● **Entries**:
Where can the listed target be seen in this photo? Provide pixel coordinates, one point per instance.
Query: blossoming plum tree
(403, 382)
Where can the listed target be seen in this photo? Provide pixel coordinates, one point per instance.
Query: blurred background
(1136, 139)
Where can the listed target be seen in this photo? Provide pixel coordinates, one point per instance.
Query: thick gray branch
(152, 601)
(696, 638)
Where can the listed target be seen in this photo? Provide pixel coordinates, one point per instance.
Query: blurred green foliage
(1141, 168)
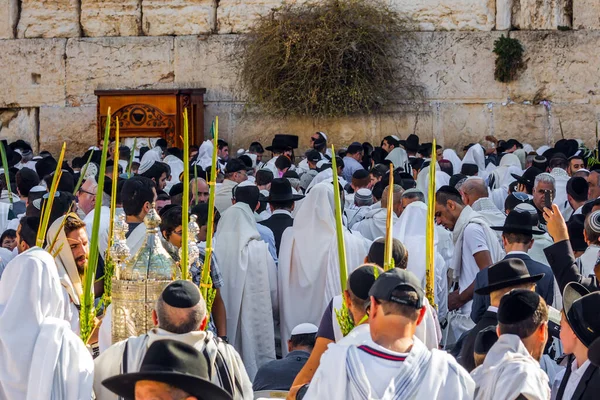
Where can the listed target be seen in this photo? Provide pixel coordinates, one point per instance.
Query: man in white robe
(180, 315)
(250, 290)
(399, 365)
(308, 273)
(40, 357)
(511, 369)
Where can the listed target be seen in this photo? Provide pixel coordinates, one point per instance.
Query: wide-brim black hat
(507, 273)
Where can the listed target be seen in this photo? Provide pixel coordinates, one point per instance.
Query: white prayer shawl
(399, 157)
(308, 261)
(135, 240)
(468, 216)
(508, 371)
(450, 155)
(250, 300)
(109, 363)
(374, 223)
(40, 358)
(422, 375)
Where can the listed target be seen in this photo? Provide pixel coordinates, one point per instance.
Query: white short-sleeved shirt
(474, 241)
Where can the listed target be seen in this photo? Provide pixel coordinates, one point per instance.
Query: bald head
(473, 189)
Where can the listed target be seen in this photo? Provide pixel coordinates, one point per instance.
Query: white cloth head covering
(40, 357)
(450, 155)
(65, 263)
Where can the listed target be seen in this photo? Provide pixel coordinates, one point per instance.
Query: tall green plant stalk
(6, 173)
(87, 313)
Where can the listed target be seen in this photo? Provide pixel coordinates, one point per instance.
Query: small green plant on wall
(509, 59)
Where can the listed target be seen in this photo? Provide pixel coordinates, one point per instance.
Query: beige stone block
(49, 19)
(207, 62)
(9, 14)
(560, 67)
(117, 63)
(177, 17)
(74, 125)
(447, 15)
(460, 124)
(541, 14)
(586, 14)
(454, 66)
(111, 17)
(527, 123)
(19, 124)
(33, 72)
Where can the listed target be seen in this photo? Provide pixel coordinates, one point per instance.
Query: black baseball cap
(400, 279)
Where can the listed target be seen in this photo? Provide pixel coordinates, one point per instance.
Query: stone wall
(54, 54)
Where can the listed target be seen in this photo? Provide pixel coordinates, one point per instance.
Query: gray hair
(545, 177)
(180, 320)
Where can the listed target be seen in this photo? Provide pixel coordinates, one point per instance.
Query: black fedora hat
(281, 191)
(506, 273)
(581, 309)
(518, 222)
(174, 363)
(528, 177)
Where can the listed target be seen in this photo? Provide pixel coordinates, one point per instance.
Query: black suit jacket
(466, 357)
(278, 223)
(588, 387)
(562, 261)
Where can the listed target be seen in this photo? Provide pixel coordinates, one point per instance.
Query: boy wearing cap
(579, 327)
(393, 362)
(511, 369)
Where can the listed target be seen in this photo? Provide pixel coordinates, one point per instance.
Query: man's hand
(557, 228)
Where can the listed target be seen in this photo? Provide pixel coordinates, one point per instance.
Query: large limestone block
(207, 62)
(541, 14)
(586, 14)
(561, 67)
(33, 72)
(117, 63)
(528, 123)
(9, 15)
(178, 17)
(49, 19)
(447, 15)
(454, 66)
(111, 17)
(19, 124)
(74, 125)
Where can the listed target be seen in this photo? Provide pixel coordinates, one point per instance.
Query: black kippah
(517, 306)
(485, 339)
(361, 280)
(181, 294)
(360, 174)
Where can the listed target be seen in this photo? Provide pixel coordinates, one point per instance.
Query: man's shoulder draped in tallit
(245, 264)
(308, 273)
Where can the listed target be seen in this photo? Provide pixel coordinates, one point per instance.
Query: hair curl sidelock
(326, 59)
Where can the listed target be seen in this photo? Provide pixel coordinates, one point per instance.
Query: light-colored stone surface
(561, 67)
(19, 124)
(74, 125)
(586, 14)
(177, 17)
(116, 63)
(541, 14)
(49, 19)
(9, 12)
(207, 62)
(33, 72)
(111, 17)
(447, 15)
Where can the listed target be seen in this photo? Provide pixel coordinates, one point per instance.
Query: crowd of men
(515, 286)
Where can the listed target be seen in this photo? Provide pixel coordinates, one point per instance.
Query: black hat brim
(508, 283)
(124, 385)
(517, 229)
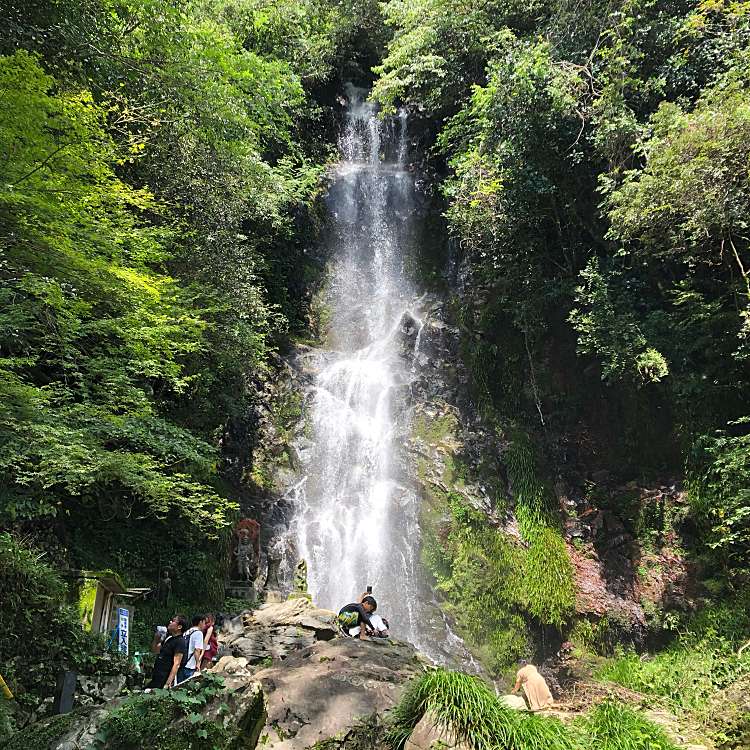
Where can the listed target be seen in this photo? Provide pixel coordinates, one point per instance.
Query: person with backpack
(194, 640)
(353, 616)
(170, 653)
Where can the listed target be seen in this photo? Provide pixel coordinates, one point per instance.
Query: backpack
(186, 638)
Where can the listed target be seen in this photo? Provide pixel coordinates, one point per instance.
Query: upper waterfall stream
(356, 511)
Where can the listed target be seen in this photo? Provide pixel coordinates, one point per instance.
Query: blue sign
(123, 629)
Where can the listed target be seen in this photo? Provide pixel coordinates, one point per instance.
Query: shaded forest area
(162, 168)
(593, 159)
(161, 175)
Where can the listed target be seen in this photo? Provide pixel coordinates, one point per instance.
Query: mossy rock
(206, 715)
(44, 734)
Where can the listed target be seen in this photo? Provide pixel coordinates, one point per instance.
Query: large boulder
(323, 691)
(273, 631)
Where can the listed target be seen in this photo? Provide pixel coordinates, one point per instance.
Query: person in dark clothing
(169, 654)
(357, 615)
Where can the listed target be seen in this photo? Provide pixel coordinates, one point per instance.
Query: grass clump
(469, 711)
(614, 726)
(701, 661)
(548, 571)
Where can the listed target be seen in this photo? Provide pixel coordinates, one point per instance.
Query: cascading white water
(356, 517)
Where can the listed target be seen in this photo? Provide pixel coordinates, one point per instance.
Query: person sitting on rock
(353, 616)
(537, 693)
(379, 624)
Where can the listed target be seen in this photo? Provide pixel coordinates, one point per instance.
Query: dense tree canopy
(597, 184)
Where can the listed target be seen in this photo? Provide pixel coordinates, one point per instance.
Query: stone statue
(164, 590)
(244, 554)
(247, 550)
(300, 577)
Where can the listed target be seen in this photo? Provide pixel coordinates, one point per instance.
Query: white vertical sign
(123, 629)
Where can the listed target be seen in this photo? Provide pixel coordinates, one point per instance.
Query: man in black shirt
(169, 654)
(353, 615)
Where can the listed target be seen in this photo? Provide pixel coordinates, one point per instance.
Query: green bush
(33, 607)
(614, 726)
(468, 709)
(148, 720)
(701, 661)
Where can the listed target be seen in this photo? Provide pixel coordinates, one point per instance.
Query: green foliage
(39, 735)
(470, 711)
(597, 196)
(479, 572)
(720, 494)
(614, 726)
(548, 572)
(89, 329)
(166, 720)
(34, 607)
(703, 659)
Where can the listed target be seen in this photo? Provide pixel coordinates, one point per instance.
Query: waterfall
(356, 511)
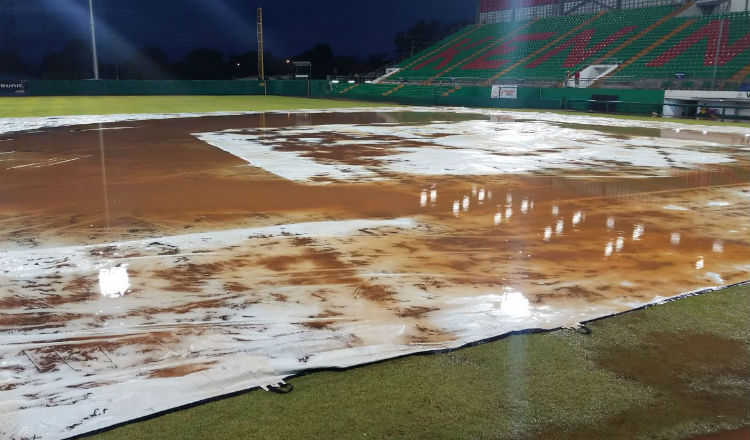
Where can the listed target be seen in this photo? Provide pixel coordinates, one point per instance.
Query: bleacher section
(716, 44)
(647, 43)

● **Exercise instructions**: Write out every line of the records above as a numbered list, skipping blank lines and leaving out the pictures.

● **Result of the task**:
1. Where can the listed target be seen in this photo? Provide pixel coordinates, one point per instance.
2. Query: blossoming plum tree
3. (403, 382)
4. Where can the listed target be seen in this photo? Provide pixel coordinates, one point per instance.
5. Query: blurred background
6. (1136, 139)
7. Where can the listed target be seen in this photo? Provide pixel coordinates, one point per instance.
8. Query: thick gray branch
9. (152, 601)
10. (696, 638)
11. Where can the listed target be seen in this photo? Provide pixel coordinates, one point per instance.
12. Query: blurred green foliage
13. (1141, 168)
14. Where can the listed target be seen in this photo? Provide pixel coordinates, one point per instance.
15. Query: man in white robe
16. (180, 315)
17. (250, 290)
18. (399, 365)
19. (308, 273)
20. (40, 357)
21. (511, 369)
22. Where can the listed target be seen in this photo? Provide pixel coordinates, one point per instance.
23. Query: wide-brim black hat
24. (507, 273)
25. Where can the listed target be seen in this photo? Provide pixel coordinates, one point per instance.
26. Query: white prayer shawl
27. (399, 157)
28. (308, 261)
29. (135, 240)
30. (468, 216)
31. (508, 371)
32. (450, 155)
33. (250, 300)
34. (109, 363)
35. (374, 223)
36. (40, 358)
37. (422, 375)
38. Where can the listed target be seen in this photo? Provide pixel coordinates, one point per instance.
39. Query: white short-sleeved shirt
40. (474, 241)
41. Where can the listed target be seen in this photo? Provide pixel coordinates, one point per instance.
42. Query: bald head
43. (473, 189)
44. Where can the listed target be seen in this photo? Provide pixel coordinates, one point per instance.
45. Query: white cloth head covering
46. (40, 357)
47. (450, 155)
48. (65, 263)
49. Where can the listed target be seen in this photo? Provide pixel coordinates, one point per instance.
50. Query: tall green plant stalk
51. (6, 173)
52. (87, 313)
53. Where can the listed target be seen in this photo? Provide pixel coordinates, one point per instance.
54. Query: small green plant on wall
55. (509, 59)
56. Where can the listed target be seen in this photo? Provide pixel coordinates, one point per instance.
57. Query: beige stone block
58. (49, 19)
59. (207, 62)
60. (9, 14)
61. (560, 67)
62. (117, 63)
63. (177, 17)
64. (74, 125)
65. (447, 15)
66. (460, 124)
67. (541, 14)
68. (586, 14)
69. (454, 66)
70. (111, 17)
71. (527, 123)
72. (19, 124)
73. (33, 72)
74. Where can the listed target be seen in this photo? Provide pixel coordinates, one point per instance.
75. Query: black baseball cap
76. (400, 279)
77. Where can the listed target be seen in this photo? Provide pixel coordinates, one point per instance.
78. Query: stone wall
79. (54, 54)
80. Where can the listed target be seen in this photo? Provide pixel coordinates, one point per instance.
81. Query: gray hair
82. (545, 177)
83. (180, 320)
84. Where can the listed target be seen in this photo? Provide pixel coordinates, one point per instance.
85. Query: black fedora hat
86. (281, 191)
87. (506, 273)
88. (581, 309)
89. (518, 222)
90. (174, 363)
91. (528, 177)
92. Where can the listed target be seen in this photo? Provide pixel coordinates, one point per instance.
93. Query: black suit jacket
94. (466, 357)
95. (278, 223)
96. (588, 387)
97. (562, 261)
98. Where can the listed target be seen in this photo? Provide pixel coordinates, one point per instance.
99. Query: boy wearing cap
100. (579, 327)
101. (393, 362)
102. (511, 369)
103. Where can the listed target be seen in this photo? Provide pixel coordinates, one point per instance.
104. Query: man's hand
105. (557, 228)
106. Where can the listed target be seen in this photo? Provide pixel coordinates, one point per instance.
107. Query: large limestone block
108. (207, 62)
109. (541, 14)
110. (586, 14)
111. (561, 67)
112. (33, 72)
113. (117, 63)
114. (528, 123)
115. (9, 15)
116. (178, 17)
117. (49, 19)
118. (447, 15)
119. (454, 66)
120. (111, 17)
121. (19, 124)
122. (74, 125)
123. Where can the listed target be seen in this photo? Provide pixel coordinates, one point per instance.
124. Query: black kippah
125. (517, 306)
126. (485, 339)
127. (361, 280)
128. (181, 294)
129. (360, 174)
130. Where can the listed target be seen in this photo? Provide pixel coordinates, one point per instance.
131. Query: man's shoulder draped in tallit
132. (245, 264)
133. (308, 273)
134. Where can the listed target be seen in this photo? Provide pixel coordinates, one point per instance.
135. Query: hair curl sidelock
136. (326, 59)
137. Where can the listed target be seen in this photo? Provide pixel coordinates, one point per instance.
138. Query: light-colored stone surface
139. (561, 67)
140. (19, 124)
141. (74, 125)
142. (586, 14)
143. (177, 17)
144. (116, 63)
145. (541, 14)
146. (49, 19)
147. (9, 12)
148. (207, 62)
149. (33, 72)
150. (111, 17)
151. (447, 15)
152. Where can the listed target be seen in this photo? Provide pixel coordinates, one point per instance.
153. Query: crowd of men
154. (515, 286)
155. Where can the listed target be seen in this photo? Provide pixel coordinates, one point per instance.
156. Query: black hat brim
157. (508, 283)
158. (124, 385)
159. (517, 229)
160. Where can the listed target be seen in this photo? Provide pixel coordinates, one point per instance.
161. Query: person with backpack
162. (194, 640)
163. (353, 616)
164. (170, 653)
165. Where can the listed target be seen in this photo? Provide pixel coordinates, one point per instance.
166. Query: backpack
167. (186, 638)
168. Where can the listed target be seen in this photo? Provide pixel coordinates, one point per instance.
169. Query: upper waterfall stream
170. (356, 511)
171. Where can the listed target be seen in this photo? Provide pixel coordinates, one point per instance.
172. Query: blue sign
173. (123, 629)
174. Where can the listed target be seen in this photo? Provide pixel coordinates, one point per instance.
175. Query: shaded forest area
176. (162, 168)
177. (593, 159)
178. (161, 175)
179. Where can the listed target be seen in this photo? Provide pixel coordinates, one point per instance.
180. Query: mossy rock
181. (206, 715)
182. (44, 734)
183. Where can the listed target be seen in this photo? Provide pixel coordinates, one point per instance.
184. Query: large boulder
185. (323, 691)
186. (273, 631)
187. Where can the listed target be seen in this photo? Provide pixel coordinates, one point per instance.
188. Query: person in dark clothing
189. (169, 654)
190. (357, 615)
191. Where can the listed target be seen in this photo? Provide pixel coordinates, one point per instance.
192. Query: grass clump
193. (469, 711)
194. (614, 726)
195. (701, 661)
196. (548, 571)
197. Where can the listed target be seen in this photo? Provide pixel coordinates, one point per instance.
198. Query: cascading white water
199. (356, 517)
200. Where can the listed target be seen in this photo? Provide pixel coordinates, one point per instance.
201. Query: person sitting on rock
202. (353, 616)
203. (537, 693)
204. (379, 624)
205. Where can the listed target be seen in this photo? Provide pixel coordinates, one point per instance.
206. Query: dense tree canopy
207. (597, 184)
208. Where can the listed target be seen in this photo? Provide pixel coordinates, one point per instance.
209. Query: stone statue
210. (164, 590)
211. (244, 554)
212. (247, 550)
213. (300, 577)
214. Where can the listed target be seen in this photo? Provide pixel coordinates, one point per instance.
215. Query: white vertical sign
216. (123, 629)
217. Where can the listed target be seen in this photo? Provide pixel coordinates, one point per instance.
218. Query: man in black shirt
219. (169, 654)
220. (353, 615)
221. Where can the listed target be seen in this photo? Provide pixel coordinates, one point per instance.
222. Query: green bush
223. (33, 607)
224. (614, 726)
225. (468, 709)
226. (148, 720)
227. (701, 661)
228. Where can the listed target be seen in this photo? Provide pixel coordinates, one point per instance.
229. Query: green foliage
230. (39, 735)
231. (470, 711)
232. (597, 196)
233. (479, 572)
234. (720, 494)
235. (614, 726)
236. (548, 572)
237. (89, 329)
238. (166, 720)
239. (34, 607)
240. (703, 659)
241. Where can the listed target be seen in this photo? Provide pixel coordinates, one point per instance.
242. Query: waterfall
243. (356, 511)
244. Where can the listed target be seen in this photo? Provide pixel coordinates, one point per instance.
245. Query: bleacher section
246. (716, 44)
247. (647, 43)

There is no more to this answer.